> **TEXT PROVIDED**:
A healthier alternative for the high fat, sodium soup laden and processed green bean casserole. We made this in a recent healthy holiday cooking class I taught and it received rave, rave reviews by all. Students were doubtful at first glance. Could this really substitute the beloved casserole topped with crunchy onions?
But it happened, like landing a man on the moon. I love that – when eyes and taste buds light up in joyful realization and amazement of a classic dish re-purposed to enjoyably healthy. You also cook these up on the stove top (in 12 minutes), which equals more room in your oven Thanksgiving day.
A few more healthy dishes to be thankful for this year…
Sweet Potato Crunch Casserole Avid sweet potato avoiders at a cooking class loved this dish!

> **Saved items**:
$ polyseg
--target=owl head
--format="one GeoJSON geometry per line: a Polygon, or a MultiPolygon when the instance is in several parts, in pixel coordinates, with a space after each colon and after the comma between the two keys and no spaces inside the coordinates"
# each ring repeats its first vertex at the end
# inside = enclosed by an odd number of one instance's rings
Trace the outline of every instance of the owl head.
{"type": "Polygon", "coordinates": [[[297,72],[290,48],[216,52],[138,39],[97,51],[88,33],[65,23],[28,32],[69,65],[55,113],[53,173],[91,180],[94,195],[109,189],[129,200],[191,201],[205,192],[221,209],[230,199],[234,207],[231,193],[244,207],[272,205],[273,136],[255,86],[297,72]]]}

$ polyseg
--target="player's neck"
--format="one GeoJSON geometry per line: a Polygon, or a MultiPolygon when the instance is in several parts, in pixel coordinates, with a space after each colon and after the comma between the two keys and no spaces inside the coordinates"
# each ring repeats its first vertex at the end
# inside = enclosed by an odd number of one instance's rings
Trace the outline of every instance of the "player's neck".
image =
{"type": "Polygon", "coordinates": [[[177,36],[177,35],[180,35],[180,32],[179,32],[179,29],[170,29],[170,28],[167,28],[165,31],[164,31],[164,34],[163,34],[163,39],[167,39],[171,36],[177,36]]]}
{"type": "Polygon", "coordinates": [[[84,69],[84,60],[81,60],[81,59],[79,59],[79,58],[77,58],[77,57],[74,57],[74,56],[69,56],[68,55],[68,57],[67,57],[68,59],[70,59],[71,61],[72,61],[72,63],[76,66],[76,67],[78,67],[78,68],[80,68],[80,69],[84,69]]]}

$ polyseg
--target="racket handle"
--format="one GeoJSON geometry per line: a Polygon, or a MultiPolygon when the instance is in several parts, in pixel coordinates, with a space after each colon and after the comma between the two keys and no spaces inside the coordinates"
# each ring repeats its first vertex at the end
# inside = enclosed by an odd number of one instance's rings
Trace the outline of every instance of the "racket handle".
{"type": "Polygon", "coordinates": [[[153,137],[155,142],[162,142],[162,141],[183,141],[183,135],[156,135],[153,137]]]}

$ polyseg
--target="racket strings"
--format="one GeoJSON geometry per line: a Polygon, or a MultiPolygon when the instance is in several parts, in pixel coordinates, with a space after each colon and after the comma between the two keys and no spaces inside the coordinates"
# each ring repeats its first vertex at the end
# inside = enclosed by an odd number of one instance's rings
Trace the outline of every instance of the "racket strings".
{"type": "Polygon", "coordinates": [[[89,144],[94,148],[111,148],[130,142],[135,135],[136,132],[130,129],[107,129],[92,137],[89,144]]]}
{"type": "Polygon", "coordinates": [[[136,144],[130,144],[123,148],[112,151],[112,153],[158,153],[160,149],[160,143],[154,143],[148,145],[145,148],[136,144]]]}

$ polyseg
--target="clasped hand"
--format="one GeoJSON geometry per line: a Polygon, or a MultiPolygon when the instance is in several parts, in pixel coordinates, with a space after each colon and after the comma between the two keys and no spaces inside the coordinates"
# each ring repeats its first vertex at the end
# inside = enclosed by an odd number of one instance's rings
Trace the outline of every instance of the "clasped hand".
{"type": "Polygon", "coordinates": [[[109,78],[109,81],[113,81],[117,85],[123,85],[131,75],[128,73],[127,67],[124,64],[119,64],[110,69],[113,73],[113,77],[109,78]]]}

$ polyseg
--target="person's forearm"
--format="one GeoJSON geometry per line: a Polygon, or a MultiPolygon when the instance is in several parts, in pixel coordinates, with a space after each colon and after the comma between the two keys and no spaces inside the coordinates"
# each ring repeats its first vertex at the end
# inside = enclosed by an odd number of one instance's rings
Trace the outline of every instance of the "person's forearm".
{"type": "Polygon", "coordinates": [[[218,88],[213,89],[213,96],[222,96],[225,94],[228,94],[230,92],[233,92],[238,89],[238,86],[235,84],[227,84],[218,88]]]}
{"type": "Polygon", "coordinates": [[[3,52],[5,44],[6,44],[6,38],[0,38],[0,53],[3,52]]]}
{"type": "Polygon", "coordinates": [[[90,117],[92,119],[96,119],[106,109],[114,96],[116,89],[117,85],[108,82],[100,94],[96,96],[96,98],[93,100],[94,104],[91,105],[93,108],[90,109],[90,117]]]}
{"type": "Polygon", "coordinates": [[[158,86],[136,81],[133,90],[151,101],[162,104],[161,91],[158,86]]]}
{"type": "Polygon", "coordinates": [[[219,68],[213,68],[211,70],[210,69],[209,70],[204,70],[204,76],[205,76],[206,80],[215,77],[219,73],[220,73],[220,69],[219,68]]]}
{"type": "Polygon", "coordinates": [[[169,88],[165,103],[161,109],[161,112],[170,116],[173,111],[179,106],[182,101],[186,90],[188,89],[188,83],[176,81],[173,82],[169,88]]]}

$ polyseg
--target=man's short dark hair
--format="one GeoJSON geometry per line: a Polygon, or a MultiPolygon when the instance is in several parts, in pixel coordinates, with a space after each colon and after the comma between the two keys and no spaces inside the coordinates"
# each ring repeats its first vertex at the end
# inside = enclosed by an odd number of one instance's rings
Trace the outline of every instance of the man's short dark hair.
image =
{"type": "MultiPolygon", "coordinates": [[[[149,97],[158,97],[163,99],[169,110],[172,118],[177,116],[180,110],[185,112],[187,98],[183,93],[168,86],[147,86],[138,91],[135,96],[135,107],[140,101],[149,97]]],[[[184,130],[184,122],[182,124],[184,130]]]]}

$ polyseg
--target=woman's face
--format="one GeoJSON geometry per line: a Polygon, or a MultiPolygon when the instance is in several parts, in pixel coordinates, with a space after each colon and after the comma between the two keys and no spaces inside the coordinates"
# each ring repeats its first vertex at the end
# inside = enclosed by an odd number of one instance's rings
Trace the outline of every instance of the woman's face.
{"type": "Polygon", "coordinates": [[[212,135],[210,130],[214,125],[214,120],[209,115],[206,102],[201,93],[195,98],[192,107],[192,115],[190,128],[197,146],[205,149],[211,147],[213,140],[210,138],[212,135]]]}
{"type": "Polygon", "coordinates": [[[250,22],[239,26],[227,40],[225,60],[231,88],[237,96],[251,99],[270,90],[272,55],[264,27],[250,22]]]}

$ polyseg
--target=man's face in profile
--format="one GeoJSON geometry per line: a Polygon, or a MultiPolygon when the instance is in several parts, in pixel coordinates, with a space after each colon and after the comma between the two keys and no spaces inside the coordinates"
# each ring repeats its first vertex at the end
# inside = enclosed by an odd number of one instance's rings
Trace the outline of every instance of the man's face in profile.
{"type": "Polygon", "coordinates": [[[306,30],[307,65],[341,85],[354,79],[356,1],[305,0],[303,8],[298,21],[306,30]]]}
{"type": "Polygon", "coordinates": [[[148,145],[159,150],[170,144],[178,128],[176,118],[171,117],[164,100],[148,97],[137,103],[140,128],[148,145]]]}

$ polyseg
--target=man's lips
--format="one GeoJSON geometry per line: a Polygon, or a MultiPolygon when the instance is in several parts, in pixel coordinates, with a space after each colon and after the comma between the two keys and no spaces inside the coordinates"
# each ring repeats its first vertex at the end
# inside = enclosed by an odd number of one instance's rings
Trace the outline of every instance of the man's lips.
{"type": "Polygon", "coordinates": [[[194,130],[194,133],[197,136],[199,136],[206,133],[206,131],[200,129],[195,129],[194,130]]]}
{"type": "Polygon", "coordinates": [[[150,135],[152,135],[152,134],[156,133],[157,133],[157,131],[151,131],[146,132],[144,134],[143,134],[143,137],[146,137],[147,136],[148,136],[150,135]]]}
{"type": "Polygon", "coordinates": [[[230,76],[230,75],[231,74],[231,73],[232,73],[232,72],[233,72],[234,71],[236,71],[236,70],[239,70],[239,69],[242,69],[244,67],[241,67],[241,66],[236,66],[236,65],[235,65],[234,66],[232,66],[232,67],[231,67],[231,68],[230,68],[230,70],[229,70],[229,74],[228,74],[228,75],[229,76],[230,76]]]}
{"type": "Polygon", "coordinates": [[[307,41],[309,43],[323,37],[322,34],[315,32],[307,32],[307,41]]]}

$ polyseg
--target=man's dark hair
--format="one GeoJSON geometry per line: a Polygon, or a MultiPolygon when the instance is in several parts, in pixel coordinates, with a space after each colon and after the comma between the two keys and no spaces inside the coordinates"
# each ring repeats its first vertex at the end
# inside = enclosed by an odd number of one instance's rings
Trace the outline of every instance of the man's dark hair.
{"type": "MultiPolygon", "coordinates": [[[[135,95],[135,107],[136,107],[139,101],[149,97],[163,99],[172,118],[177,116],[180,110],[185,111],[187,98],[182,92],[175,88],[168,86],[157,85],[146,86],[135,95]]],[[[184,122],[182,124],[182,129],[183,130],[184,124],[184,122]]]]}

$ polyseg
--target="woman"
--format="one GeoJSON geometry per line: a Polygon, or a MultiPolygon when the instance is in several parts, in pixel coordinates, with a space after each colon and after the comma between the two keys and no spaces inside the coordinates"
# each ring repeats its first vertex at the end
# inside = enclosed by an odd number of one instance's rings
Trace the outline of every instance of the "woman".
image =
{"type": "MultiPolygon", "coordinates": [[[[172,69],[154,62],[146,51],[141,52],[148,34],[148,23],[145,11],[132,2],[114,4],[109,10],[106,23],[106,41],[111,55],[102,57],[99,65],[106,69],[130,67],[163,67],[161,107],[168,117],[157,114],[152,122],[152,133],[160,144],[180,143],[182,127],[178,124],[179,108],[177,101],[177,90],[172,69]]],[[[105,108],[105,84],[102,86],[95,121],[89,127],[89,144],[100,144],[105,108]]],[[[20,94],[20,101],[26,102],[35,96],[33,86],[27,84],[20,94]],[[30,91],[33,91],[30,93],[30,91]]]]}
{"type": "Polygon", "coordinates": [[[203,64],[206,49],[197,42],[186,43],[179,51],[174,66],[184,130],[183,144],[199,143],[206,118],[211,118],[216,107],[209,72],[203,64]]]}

> **TASK ITEM**: Return the full text on the healthier green bean casserole alternative word for word, with nothing changed or left out.

> **OUTPUT BELOW**:
A healthier alternative for the high fat, sodium soup laden and processed green bean casserole. We made this in a recent healthy holiday cooking class I taught and it received rave, rave reviews by all. Students were doubtful at first glance. Could this really substitute the beloved casserole topped with crunchy onions?
But it happened, like landing a man on the moon. I love that – when eyes and taste buds light up in joyful realization and amazement of a classic dish re-purposed to enjoyably healthy. You also cook these up on the stove top (in 12 minutes), which equals more room in your oven Thanksgiving day.
A few more healthy dishes to be thankful for this year…
Sweet Potato Crunch Casserole Avid sweet potato avoiders at a cooking class loved this dish!